§ **Short exercise**: Reproduce the rows, swapping "pixel coords" for "pixel coordinates" wherever it occurs and changing nothing else.

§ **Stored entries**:
— start —

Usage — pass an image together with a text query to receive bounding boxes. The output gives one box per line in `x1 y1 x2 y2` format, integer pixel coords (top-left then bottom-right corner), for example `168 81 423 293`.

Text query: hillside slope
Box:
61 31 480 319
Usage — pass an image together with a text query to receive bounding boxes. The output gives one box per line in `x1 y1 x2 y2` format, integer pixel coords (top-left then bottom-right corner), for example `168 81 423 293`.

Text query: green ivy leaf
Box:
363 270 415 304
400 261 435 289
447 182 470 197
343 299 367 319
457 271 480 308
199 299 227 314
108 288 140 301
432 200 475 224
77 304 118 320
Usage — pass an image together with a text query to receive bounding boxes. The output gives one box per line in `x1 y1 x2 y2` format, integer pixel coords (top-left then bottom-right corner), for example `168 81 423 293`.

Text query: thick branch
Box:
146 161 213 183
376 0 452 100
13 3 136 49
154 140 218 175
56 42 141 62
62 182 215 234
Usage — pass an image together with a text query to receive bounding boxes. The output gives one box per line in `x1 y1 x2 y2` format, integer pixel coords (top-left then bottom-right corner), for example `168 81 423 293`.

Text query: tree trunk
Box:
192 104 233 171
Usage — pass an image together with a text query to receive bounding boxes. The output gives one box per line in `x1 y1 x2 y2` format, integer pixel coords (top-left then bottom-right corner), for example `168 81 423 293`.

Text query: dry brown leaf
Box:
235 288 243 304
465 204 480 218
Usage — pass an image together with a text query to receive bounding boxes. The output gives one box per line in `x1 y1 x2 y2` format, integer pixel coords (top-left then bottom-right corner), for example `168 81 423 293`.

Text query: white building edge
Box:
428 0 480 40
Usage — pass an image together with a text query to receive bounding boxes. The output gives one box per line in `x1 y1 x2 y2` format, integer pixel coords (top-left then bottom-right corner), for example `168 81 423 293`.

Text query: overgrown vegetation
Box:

— end —

§ **Solved problem**:
Usage — pass an image together with a text query to receive bounding boxes. The output gives one box per line in `x1 y1 x2 y2` format, integer pixel coordinates (top-left then bottom-right corner), for example `168 81 423 293`.

Text query: hillside slope
Box:
61 31 480 319
Usage — pass an image together with a text query to receive bounding boxes. The output gives one box per line in `x1 y1 x2 y2` format, integer pixel coordinates (top-left then bottom-right corner), for example `168 81 423 293`.

Text query: green ivy leaf
Box:
363 270 415 304
400 261 435 289
447 182 470 197
343 299 367 319
457 271 480 308
199 299 227 314
108 288 140 301
432 200 475 224
77 304 118 320
Usage — pass an image together with a text query to receive bounding boxes. The output gives one box per line in `x1 y1 x2 y2` format, integer pixel coordinates (top-left then bottom-right corner), for example `168 81 423 293`.

Text query: thick branch
Box:
146 161 213 183
376 0 452 100
13 3 136 49
154 140 218 175
56 42 141 62
62 182 215 234
Usage — pass an image together with a text query to receive bounding boxes. The output gives one box per line in `x1 y1 x2 y2` format, integer pixel coordinates (top-left then bottom-right corner), for example `168 81 423 293`.

Text query: tree trunk
Box:
192 104 233 171
Usage — pass an image together with a text query to receive bounding boxes. The output gives one box per line in `x1 y1 x2 y2` format, integer pixel coordinates (top-left then bottom-right corner), for example `168 81 423 293`.

Text query: dry brown leaf
Box:
235 288 243 304
465 204 480 218
Usage — pass an image together with a text query to receive bounding boxes. The output gives one box per line in `x1 y1 x2 y2` format, integer pixel coordinates (top-left then bottom-right corner), for example `168 81 423 293`.

Text query: white building edge
Box:
428 0 480 40
Usage — pass an image together with a text query to receive bounding boxes. The output gives one box per line in `x1 y1 x2 y2` format, integer pixel coordinates (top-left then bottom-right corner), for example `168 81 423 293`.

Text query: overgrown vegetation
Box:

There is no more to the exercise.